Rows taken from a dataset
+ + + + +
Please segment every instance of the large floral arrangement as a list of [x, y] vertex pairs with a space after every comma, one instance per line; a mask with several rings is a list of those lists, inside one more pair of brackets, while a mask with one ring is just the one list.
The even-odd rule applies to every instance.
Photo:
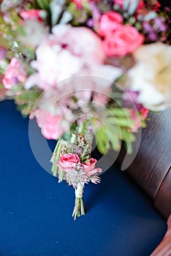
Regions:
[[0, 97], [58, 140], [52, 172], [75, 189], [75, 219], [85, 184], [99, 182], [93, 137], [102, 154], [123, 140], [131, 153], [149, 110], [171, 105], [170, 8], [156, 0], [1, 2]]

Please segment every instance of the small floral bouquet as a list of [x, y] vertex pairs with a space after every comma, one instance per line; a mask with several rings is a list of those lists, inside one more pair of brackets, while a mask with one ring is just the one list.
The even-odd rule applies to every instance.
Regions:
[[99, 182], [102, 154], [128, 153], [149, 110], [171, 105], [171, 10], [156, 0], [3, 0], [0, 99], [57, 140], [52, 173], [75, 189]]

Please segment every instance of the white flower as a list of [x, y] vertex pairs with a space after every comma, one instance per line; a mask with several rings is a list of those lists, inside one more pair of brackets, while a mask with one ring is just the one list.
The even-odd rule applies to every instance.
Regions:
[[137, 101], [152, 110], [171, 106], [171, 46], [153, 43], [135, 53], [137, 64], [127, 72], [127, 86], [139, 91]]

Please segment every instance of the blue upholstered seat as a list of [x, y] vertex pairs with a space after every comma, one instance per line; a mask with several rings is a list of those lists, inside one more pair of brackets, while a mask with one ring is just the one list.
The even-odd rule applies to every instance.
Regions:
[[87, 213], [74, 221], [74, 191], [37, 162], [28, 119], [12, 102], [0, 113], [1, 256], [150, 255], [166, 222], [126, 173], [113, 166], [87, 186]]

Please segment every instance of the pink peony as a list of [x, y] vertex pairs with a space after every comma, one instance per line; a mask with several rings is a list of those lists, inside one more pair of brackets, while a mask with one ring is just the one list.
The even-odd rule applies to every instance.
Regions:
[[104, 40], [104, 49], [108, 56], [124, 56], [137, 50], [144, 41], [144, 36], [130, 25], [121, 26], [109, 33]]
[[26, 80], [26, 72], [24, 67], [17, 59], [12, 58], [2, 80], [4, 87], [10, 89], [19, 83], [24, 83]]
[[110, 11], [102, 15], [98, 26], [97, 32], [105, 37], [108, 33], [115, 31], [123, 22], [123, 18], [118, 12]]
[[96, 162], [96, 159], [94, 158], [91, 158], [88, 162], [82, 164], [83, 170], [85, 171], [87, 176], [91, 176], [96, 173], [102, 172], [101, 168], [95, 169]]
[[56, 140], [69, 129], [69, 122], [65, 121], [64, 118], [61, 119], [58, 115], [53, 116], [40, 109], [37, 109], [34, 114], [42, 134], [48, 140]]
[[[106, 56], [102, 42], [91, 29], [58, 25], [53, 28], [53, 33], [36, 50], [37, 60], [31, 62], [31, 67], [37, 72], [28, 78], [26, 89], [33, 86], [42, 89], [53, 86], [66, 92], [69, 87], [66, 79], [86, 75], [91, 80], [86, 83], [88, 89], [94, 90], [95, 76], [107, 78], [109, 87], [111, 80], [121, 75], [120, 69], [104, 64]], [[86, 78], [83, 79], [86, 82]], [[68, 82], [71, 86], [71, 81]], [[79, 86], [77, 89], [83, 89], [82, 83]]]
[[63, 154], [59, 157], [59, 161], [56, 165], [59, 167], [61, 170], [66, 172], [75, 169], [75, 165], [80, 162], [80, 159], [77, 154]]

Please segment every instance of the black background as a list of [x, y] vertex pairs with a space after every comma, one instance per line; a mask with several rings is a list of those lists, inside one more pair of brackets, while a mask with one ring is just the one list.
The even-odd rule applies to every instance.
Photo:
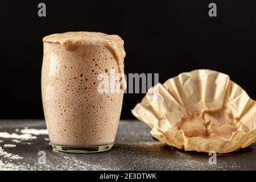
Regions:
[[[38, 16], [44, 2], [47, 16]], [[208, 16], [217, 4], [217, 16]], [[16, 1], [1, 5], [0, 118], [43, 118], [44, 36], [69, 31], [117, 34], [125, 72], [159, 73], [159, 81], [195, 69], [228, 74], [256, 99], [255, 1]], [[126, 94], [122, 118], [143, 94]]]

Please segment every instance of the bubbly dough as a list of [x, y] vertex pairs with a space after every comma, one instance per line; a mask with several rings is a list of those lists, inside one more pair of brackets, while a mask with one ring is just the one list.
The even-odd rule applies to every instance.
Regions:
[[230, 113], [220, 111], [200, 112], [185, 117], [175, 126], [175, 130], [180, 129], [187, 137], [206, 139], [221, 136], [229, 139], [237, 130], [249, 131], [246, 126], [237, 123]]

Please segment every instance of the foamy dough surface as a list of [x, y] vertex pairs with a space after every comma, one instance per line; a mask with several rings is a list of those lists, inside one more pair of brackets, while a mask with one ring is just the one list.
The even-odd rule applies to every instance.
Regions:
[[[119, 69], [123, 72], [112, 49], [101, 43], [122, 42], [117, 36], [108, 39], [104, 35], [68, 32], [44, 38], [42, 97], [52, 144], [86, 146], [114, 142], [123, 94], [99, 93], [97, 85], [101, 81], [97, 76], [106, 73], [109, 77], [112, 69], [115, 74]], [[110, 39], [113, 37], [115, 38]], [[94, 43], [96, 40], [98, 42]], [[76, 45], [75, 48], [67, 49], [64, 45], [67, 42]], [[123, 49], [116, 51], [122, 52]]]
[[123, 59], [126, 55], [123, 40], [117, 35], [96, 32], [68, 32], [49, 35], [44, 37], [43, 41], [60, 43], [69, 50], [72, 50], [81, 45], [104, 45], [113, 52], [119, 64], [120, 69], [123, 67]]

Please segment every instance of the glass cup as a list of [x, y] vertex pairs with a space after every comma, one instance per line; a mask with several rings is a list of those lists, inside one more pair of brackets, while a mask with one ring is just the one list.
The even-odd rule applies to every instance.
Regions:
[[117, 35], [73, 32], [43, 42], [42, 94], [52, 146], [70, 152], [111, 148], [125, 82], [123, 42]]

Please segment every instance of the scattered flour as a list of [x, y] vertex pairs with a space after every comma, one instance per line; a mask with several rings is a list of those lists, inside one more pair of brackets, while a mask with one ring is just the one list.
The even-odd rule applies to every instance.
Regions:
+ + + + +
SET TASK: Could you lay out every line of the entries above as a numbered list, skipping the blank lines? Keep the pictures out of your answer.

RESULT OF THIS EXERCISE:
1. Please segment every instance of the large floral arrangement as a list of [x, y] vertex pairs with a space after every comma, one instance per line; a mask with several rings is a list of those lists, inside one more pair of brackets, while a mask with one ring is just the one list.
2. The even-odd rule applies to every instance.
3. Photo:
4. Regions:
5. [[0, 97], [58, 140], [52, 172], [75, 189], [75, 219], [85, 184], [99, 182], [93, 137], [102, 154], [123, 140], [131, 153], [149, 110], [171, 105], [170, 8], [156, 0], [1, 2]]
6. Please segment every instance of the small floral bouquet as a list of [x, y] vertex pairs with a space after every comma, one instance per line; a mask with several rings is a list of those lists, inside one more pair of brackets, while a mask with one ring is just the one list.
7. The even-odd rule applies to every instance.
8. Regions:
9. [[99, 182], [102, 154], [128, 153], [149, 110], [171, 105], [171, 10], [156, 0], [3, 0], [0, 99], [57, 140], [52, 173], [75, 189]]
10. Please segment every instance of the white flower as a list of [x, y] vertex pairs with a space after every comma, one instance per line; a mask with several rings is a list of those lists, inside one more pair of brackets, while a mask with one ring is just the one list.
11. The even-odd rule applies to every instance.
12. Regions:
13. [[137, 101], [152, 110], [171, 106], [171, 46], [153, 43], [135, 53], [137, 64], [127, 72], [127, 86], [139, 91]]
14. Please segment every instance of the blue upholstered seat as a list of [x, y] vertex pairs with a space after every comma, one instance per line; a mask with several rings is a list of those lists, inside one more pair of brackets, while a mask with one ring is just the one list.
15. The even-odd rule applies to every instance.
16. Regions:
17. [[87, 213], [74, 221], [74, 191], [37, 162], [28, 119], [12, 102], [0, 113], [1, 256], [150, 255], [166, 222], [126, 173], [113, 166], [87, 186]]
18. Please segment every instance of the pink peony as a list of [x, y] vertex pairs with a space after every comma, one instance per line; a mask with several rings is a list of those lists, inside one more pair of brackets, while a mask with one ring is just the one list.
19. The even-odd rule applies to every instance.
20. Regions:
21. [[104, 40], [104, 49], [108, 56], [124, 56], [137, 50], [144, 41], [144, 36], [130, 25], [121, 26], [109, 33]]
22. [[26, 80], [26, 72], [24, 67], [17, 59], [12, 58], [2, 80], [4, 87], [10, 89], [19, 83], [24, 83]]
23. [[110, 11], [102, 15], [98, 26], [97, 32], [105, 37], [108, 33], [115, 31], [123, 22], [123, 18], [118, 12]]
24. [[96, 162], [96, 159], [94, 158], [91, 158], [88, 162], [82, 164], [83, 170], [85, 171], [87, 176], [91, 176], [96, 173], [102, 172], [101, 168], [95, 169]]
25. [[56, 140], [69, 129], [69, 122], [65, 121], [64, 118], [61, 119], [58, 115], [53, 116], [40, 109], [37, 109], [34, 114], [42, 134], [48, 140]]
26. [[[106, 56], [102, 42], [91, 29], [58, 25], [53, 28], [53, 33], [36, 50], [37, 60], [31, 62], [31, 67], [37, 72], [28, 78], [26, 89], [33, 86], [42, 89], [53, 86], [66, 92], [69, 87], [66, 79], [86, 75], [91, 80], [86, 83], [88, 89], [94, 90], [95, 76], [107, 78], [109, 87], [111, 80], [121, 75], [120, 69], [104, 64]], [[86, 78], [83, 79], [86, 82]], [[68, 82], [71, 86], [71, 81]], [[79, 86], [77, 89], [83, 89], [82, 83]]]
27. [[63, 154], [59, 157], [59, 161], [56, 165], [59, 167], [61, 170], [66, 172], [75, 169], [75, 165], [80, 162], [80, 159], [77, 154]]
28. Please segment every instance of the black background as a list of [x, y] vertex pairs with a space after every comma, one instance per line; a mask with several rings is a list of those lists, inside one more pair of brackets, while a mask with one ring is just the one list.
29. The even-odd rule applies to every instance.
30. Photo:
31. Regions:
32. [[[38, 16], [44, 2], [47, 16]], [[208, 16], [217, 4], [217, 16]], [[16, 1], [1, 5], [0, 118], [43, 118], [44, 36], [69, 31], [117, 34], [125, 72], [159, 73], [159, 81], [195, 69], [228, 74], [256, 99], [255, 1]], [[126, 94], [122, 118], [143, 94]]]
33. Please segment every instance of the bubbly dough as a list of [x, y] vertex pairs with a space after every comma, one instance per line; a mask with several rings is a list of those lists, inside one more pair of brackets, while a mask with one ring is just the one list.
34. The even-odd rule applies to every instance.
35. Regions:
36. [[230, 113], [220, 111], [200, 112], [185, 117], [175, 126], [175, 130], [180, 129], [187, 137], [206, 139], [221, 136], [229, 139], [237, 130], [249, 131], [246, 126], [237, 123]]
37. Please segment every instance of the foamy dough surface as a list of [x, y] vertex pairs with a space after every comma, one instance per line; a mask with several rings is a list of those lists, inside one more pair of brackets, while a mask with one ring is just the one list.
38. The even-odd rule applies to every instance.
39. Regions:
40. [[[119, 69], [123, 72], [112, 49], [101, 43], [122, 42], [117, 36], [108, 39], [104, 35], [68, 32], [44, 38], [42, 97], [52, 144], [86, 146], [114, 142], [123, 94], [99, 93], [97, 85], [101, 81], [97, 76], [106, 73], [109, 77], [112, 69], [115, 74]], [[110, 39], [113, 37], [115, 38]], [[94, 43], [96, 40], [98, 42]], [[76, 45], [75, 48], [67, 49], [64, 45], [67, 42]], [[123, 49], [116, 51], [122, 52]]]
41. [[123, 59], [126, 55], [123, 40], [117, 35], [96, 32], [68, 32], [49, 35], [44, 37], [43, 41], [60, 43], [69, 50], [72, 50], [81, 45], [104, 45], [113, 52], [119, 64], [120, 69], [123, 67]]
42. Please segment every instance of the glass cup as a list of [x, y] vertex pairs with a space after every comma, one instance per line; a mask with several rings is a list of those lists, inside one more pair of brackets, while a mask with one ring is just the one list.
43. The even-odd rule applies to every instance.
44. Regions:
45. [[117, 35], [73, 32], [43, 42], [42, 94], [52, 146], [70, 152], [111, 148], [125, 82], [123, 42]]
46. Please segment every instance of the scattered flour as a list of [x, y] vertex pairs with a space after every comma, one instance per line; a mask with several rings is a list of those lists, inside one more pair of brackets, while a mask with one ring is just the one list.
47. The even-odd rule applies to every instance.
48. Regions:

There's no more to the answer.